— EXERCISE PROMPT —
Copy out every line of the material below word for word, changing no character.

(Rows from a pointing dataset)
+-------+
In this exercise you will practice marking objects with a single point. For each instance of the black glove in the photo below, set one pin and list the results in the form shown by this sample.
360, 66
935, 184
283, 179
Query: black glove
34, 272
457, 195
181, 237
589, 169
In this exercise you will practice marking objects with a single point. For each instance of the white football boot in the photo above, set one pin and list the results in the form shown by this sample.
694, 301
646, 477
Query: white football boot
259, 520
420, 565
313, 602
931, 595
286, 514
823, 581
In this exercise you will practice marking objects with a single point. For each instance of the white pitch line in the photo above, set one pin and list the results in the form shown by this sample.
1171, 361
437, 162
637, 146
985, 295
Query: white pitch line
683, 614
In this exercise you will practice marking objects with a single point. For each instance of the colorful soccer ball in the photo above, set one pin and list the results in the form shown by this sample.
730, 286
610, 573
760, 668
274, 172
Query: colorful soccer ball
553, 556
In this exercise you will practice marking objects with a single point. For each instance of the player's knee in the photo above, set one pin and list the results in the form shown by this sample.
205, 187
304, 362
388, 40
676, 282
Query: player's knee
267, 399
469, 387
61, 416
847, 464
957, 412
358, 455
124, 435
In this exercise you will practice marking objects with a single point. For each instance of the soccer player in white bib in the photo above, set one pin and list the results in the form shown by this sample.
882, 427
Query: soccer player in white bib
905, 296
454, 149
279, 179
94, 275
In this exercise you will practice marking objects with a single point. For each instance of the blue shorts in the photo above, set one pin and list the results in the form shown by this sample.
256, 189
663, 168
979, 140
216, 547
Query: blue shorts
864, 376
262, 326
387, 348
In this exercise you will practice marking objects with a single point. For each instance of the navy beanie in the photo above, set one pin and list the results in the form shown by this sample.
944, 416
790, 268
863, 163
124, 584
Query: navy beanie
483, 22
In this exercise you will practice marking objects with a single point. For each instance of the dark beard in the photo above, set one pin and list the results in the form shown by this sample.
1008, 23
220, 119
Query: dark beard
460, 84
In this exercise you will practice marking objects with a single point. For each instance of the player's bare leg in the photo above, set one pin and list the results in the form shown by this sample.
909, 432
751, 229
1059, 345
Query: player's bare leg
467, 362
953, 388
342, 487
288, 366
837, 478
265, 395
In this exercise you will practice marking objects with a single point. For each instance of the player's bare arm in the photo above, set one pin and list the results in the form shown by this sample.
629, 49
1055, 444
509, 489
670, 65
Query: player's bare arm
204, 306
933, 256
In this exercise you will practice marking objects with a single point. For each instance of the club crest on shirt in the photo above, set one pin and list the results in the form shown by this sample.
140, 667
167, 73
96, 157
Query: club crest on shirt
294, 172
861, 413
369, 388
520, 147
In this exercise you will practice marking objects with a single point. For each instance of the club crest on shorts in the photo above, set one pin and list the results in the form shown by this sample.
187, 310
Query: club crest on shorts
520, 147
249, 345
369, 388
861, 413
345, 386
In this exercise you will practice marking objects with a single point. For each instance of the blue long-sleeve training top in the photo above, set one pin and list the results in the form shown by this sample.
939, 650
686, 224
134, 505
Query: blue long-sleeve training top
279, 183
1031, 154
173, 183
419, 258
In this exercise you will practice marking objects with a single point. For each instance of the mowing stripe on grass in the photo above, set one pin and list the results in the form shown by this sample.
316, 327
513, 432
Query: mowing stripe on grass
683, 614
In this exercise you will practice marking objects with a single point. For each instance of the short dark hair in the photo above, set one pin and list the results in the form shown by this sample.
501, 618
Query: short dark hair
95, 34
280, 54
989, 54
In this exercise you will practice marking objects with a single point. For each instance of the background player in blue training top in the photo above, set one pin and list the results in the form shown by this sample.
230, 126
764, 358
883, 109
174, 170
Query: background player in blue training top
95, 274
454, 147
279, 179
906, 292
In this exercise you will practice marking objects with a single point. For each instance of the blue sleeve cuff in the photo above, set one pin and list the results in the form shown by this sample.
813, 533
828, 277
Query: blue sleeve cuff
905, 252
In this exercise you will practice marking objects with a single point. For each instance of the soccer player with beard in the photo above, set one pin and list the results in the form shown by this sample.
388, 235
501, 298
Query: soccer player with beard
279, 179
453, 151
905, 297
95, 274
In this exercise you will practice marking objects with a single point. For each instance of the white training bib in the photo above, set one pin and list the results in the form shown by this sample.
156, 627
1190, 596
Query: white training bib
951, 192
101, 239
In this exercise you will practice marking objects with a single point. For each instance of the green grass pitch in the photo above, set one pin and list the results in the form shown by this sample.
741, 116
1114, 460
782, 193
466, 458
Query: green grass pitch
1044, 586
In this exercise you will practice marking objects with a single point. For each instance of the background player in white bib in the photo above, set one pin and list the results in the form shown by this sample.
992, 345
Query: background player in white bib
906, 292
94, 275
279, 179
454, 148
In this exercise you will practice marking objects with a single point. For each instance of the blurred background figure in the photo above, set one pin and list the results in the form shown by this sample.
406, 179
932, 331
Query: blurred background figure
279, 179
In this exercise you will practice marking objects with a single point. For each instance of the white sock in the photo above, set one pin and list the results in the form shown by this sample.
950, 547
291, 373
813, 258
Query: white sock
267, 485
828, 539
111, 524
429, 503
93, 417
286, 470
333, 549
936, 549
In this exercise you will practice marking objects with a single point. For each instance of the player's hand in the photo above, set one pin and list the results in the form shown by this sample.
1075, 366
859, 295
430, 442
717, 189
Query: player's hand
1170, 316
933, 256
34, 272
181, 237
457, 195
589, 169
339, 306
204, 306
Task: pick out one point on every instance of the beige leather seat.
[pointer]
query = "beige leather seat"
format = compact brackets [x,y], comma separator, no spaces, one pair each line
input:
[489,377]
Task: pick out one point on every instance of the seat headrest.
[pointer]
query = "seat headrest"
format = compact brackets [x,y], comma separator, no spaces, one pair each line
+-------+
— ANSWER BELOW —
In this exercise you will practice marking objects with a single point. For each instance of the black glove in the photo below, set one pin and list the results in the form shown by this sample.
360, 66
935, 184
283, 179
Query: black glove
34, 272
457, 195
181, 237
589, 169
In this exercise you will practice marking objects with a single point. For each instance of the white football boot in the photo above, set one pin and list the results in the form shown by this sample.
694, 301
646, 477
Query: white football boot
259, 520
420, 565
313, 602
931, 595
286, 514
823, 581
In this exercise you will practice marking objects with a single point. For each instance of the white pitch line in the photo above, set one pin and list the results in the form shown by this sample.
1171, 361
437, 162
637, 146
985, 295
Query: white pitch line
683, 614
In this exercise you will practice marking objects with a single point. For each instance of the colorful soccer ball in the photo above, set one pin and list the results in the form shown by this sample.
730, 286
610, 573
760, 668
274, 172
Query: colorful soccer ball
553, 556
In this exercise you will practice marking objects with a single point. For each instance of the player's knee in the photo above, set one pin and list the results in the form shown by this sample.
205, 187
304, 362
388, 40
676, 282
Query: player's knee
267, 399
469, 387
61, 416
847, 464
957, 412
358, 455
124, 435
In this exercise you will practice marking objects with a single point. For each instance of the soccer player in white bib in the photo above, set one pin and list the results in the form shown by this sample.
882, 427
Query: soccer player in white bib
905, 296
454, 149
279, 179
94, 275
In this exercise you will practice marking objects with a single point. For each instance of the blue shorts in the photo above, set one pin and list the results in the form shown by this sample.
256, 189
663, 168
979, 140
216, 547
Query: blue shorts
864, 376
262, 326
387, 348
In this exercise you will practice marking objects with a single point. For each instance of the navy beanie in the photo above, set one pin and list the results in the form shown by this sample.
944, 416
790, 268
863, 163
124, 584
Query: navy beanie
483, 22
In this exercise you will practice marking objects with a single point. For each instance of the dark beard in the photo above, set one pin and list the results in the form shown by this sample.
1008, 23
220, 119
Query: dark beard
460, 84
In this exercise you will practice marking objects with a single point. For each instance of the player's bare leg in the photo above, set one pin and list the results in the form shown by this sample.
909, 432
751, 229
1059, 345
Query: player's bare leg
467, 362
953, 388
342, 487
288, 366
837, 478
265, 395
In this exercise you will practice marking objects with a single point. For each instance of the player's bare arm in the photo above, set one pin and list the results in the form shown by this sample.
629, 49
1055, 444
509, 489
670, 65
Query: player's bare arm
204, 306
933, 256
In this exercise you will practice marking objects with a single point. For each instance of the club crest on shirt in the photo above, set one pin and list the results in the form shown by this sample.
140, 667
167, 73
96, 157
Query: club crest on shirt
294, 172
861, 413
369, 388
520, 147
In this exercise you will practice marking objects with a single point. For each instance of the club crest on shorts in the photo above, set one pin and list the results in the form shown by this sample.
187, 310
Query: club crest on shorts
520, 147
249, 345
369, 388
861, 413
345, 386
In this exercise you will practice marking objects with a single point. For each instance of the blue long-sleeve training top in the photo above, set one pin and list the results in the form shown by this sample.
939, 650
686, 224
134, 505
Query: blue long-sleeve training top
279, 183
1031, 154
173, 183
419, 258
In this exercise you will practice marking objects with a single point. For each instance of the mowing stripe on grass in the photo above, set one pin and list the results in the form shown by this sample.
316, 327
513, 432
Query: mowing stripe on grass
683, 614
In this exercise you will practice marking objects with a single point. For each instance of the short dark hair in the photo above, set one pin and list the results in the form shown by this sample.
501, 618
Query: short dark hair
95, 34
280, 54
989, 54
In this exercise you will practice marking objects with a single point. For each instance of the background player in blue training top in the photo above, set one pin and list the results in the form shown by this sample.
230, 126
764, 358
883, 109
174, 170
Query: background player in blue training top
95, 274
454, 147
279, 179
906, 292
In this exercise you will practice marking objects with a single point. For each instance of the blue sleeve cuff in the photo above, set one pin and list the results in the form shown by this sample.
813, 533
828, 277
Query: blue sleeve cuff
905, 252
In this exercise you will practice marking objects with a single point. For each instance of the soccer player with beard in the photo above, set one pin and list the results in the form shown by this sample.
388, 235
501, 298
Query: soccer player with beard
279, 179
453, 151
905, 297
95, 274
In this exercise you will practice marking objects with a single point. For each instance of the white training bib in the photo above, set one pin and list the results in the form shown by this sample.
156, 627
1190, 596
Query: white training bib
951, 192
101, 239
In this exercise you will practice marking objects with a single point. For each instance of the green grass pitch in the photo above, set one pin and list the results in the form shown by this sample.
741, 116
1114, 460
782, 193
466, 458
Query: green grass pitch
1044, 586
In this exercise you will practice marking objects with a single point. For each instance of the background player in white bib in the photo above, set one pin and list the results in the form shown by this sample.
992, 345
Query: background player in white bib
906, 292
94, 275
279, 179
454, 148
In this exercise you will practice marking objects with a single point. For each instance of the blurred background figure in the photo above, set one pin and list the results in the form shown by this sample.
406, 179
932, 331
Query: blurred background figure
279, 179
In this exercise you will practice marking objects with a single point. For each instance of the white sock in the photo above, set one pin and list the results in the form shown by this sample.
950, 547
291, 373
813, 258
Query: white sock
267, 485
828, 539
111, 524
429, 503
93, 417
286, 470
333, 549
936, 549
In this exercise you will practice marking objects with a single point. For each instance of the player's hand in the photo above, set one pin and list the results in the form shown by this sample.
1075, 366
859, 295
430, 442
717, 189
Query: player's hand
1170, 316
933, 256
34, 272
181, 237
457, 195
589, 169
339, 306
204, 306
Task: pick out one point on every instance of the beige leather seat.
[pointer]
query = "beige leather seat"
format = compact brackets [x,y], comma separator, no spaces, one pair each line
input:
[489,377]
Task: pick out one point on every instance of the seat headrest.
[pointer]
query = "seat headrest"
format = compact brackets [x,y], comma separator, no spaces, one pair each line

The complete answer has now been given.